Challenge a: Arrange the rows as a Markdown table with two columns, No. and Line. Cover only the span from the line with "Each instance receives one keypoint. Annotate the excavator" through the last of the rows, number each line, and leave out blank lines.

Text block:
## Start

As we approach the point in Earth’s orbit where I started my life’s journey back in the days of polyester prints and bell bottoms, I kicked off my birthday week with a bubble. More accurately, many bubbles!
These bubbles came from a particularly lovely bottle of Prosecco. Specifically, the Bisol Valdobbiadene Superiore di Cartizze DOCG (Yes, we’ve been on a bit of a Prosecco kick around here these days…) We covered another Prosecco by the same producer, Bisol, not long ago. You might remember the review for their “Crede” – which featured this guy:
The “Cartizze” is the Crede’s big brother. Retailing for around $50, the Cartizze represents the top end of Bisol’s production.
As a quick review and to break down the wine’s name (which can be helpful when dealing with many old world wines), “Valdobbiadene” is a specific area within the Prosecco region known for producing the higher-quality versions of the wine, so it gets tagged with “DOCG,” the highest level of regional classification “Prosecco Superiore” does not indicate a difference in aging, as certain other similar sounding tags like “Chianti Riserva” do. Instead, it just translates as, “Hey! This is the gooood stuff.”
Cartizze, then, is the specific location from which the grapes are sourced and where the Bisol winery is headquartered. Think of this wine as the “single estate vineyard” version from this producer – their crème de la crème. (Or “crème de la crede,” in this case.) This wine is made from 100% Glera, the base grape of most Prosecco.

## End

Extracted entries:
## Start

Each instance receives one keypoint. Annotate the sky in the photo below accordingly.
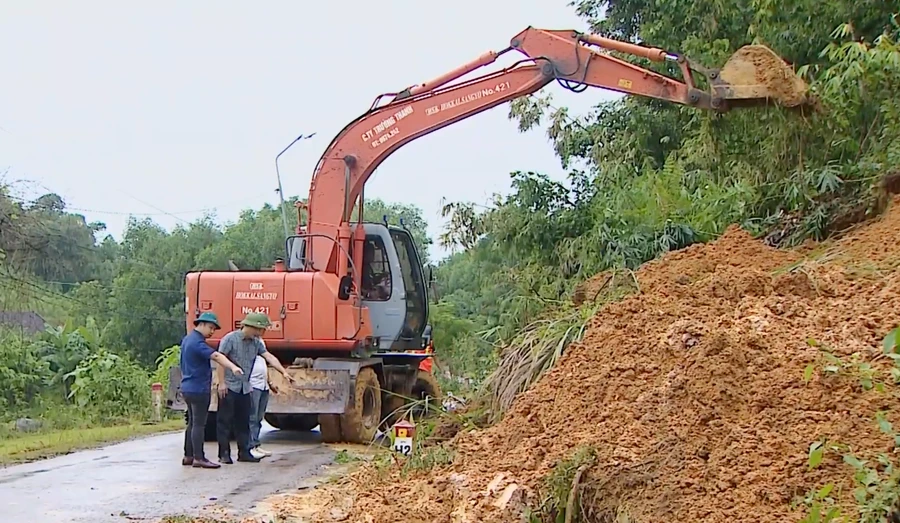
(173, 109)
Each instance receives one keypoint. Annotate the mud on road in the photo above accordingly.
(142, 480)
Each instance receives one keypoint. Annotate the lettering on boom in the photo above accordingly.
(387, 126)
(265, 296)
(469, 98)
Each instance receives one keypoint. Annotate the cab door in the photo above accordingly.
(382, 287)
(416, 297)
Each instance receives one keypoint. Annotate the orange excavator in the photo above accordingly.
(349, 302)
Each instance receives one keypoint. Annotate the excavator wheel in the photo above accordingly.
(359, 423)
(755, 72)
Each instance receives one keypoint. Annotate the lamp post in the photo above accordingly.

## End

Challenge b: Reproduce the whole Prosecco text word for word.

Correct result a:
| No. | Line |
|---|---|
| 1 | Each instance receives one keypoint. Annotate the excavator wheel in the photo above accordingly. |
| 2 | (359, 423) |
| 3 | (755, 72) |
| 4 | Each instance receives one keypoint. Annotate the lamp post in the photo above accordingly. |

Correct result b:
As we approach the point in Earth’s orbit where I started my life’s journey back in the days of polyester prints and bell bottoms, I kicked off my birthday week with a bubble. More accurately, many bubbles!
These bubbles came from a particularly lovely bottle of Prosecco. Specifically, the Bisol Valdobbiadene Superiore di Cartizze DOCG (Yes, we’ve been on a bit of a Prosecco kick around here these days…) We covered another Prosecco by the same producer, Bisol, not long ago. You might remember the review for their “Crede” – which featured this guy:
The “Cartizze” is the Crede’s big brother. Retailing for around $50, the Cartizze represents the top end of Bisol’s production.
As a quick review and to break down the wine’s name (which can be helpful when dealing with many old world wines), “Valdobbiadene” is a specific area within the Prosecco region known for producing the higher-quality versions of the wine, so it gets tagged with “DOCG,” the highest level of regional classification “Prosecco Superiore” does not indicate a difference in aging, as certain other similar sounding tags like “Chianti Riserva” do. Instead, it just translates as, “Hey! This is the gooood stuff.”
Cartizze, then, is the specific location from which the grapes are sourced and where the Bisol winery is headquartered. Think of this wine as the “single estate vineyard” version from this producer – their crème de la crème. (Or “crème de la crede,” in this case.) This wine is made from 100% Glera, the base grape of most Prosecco.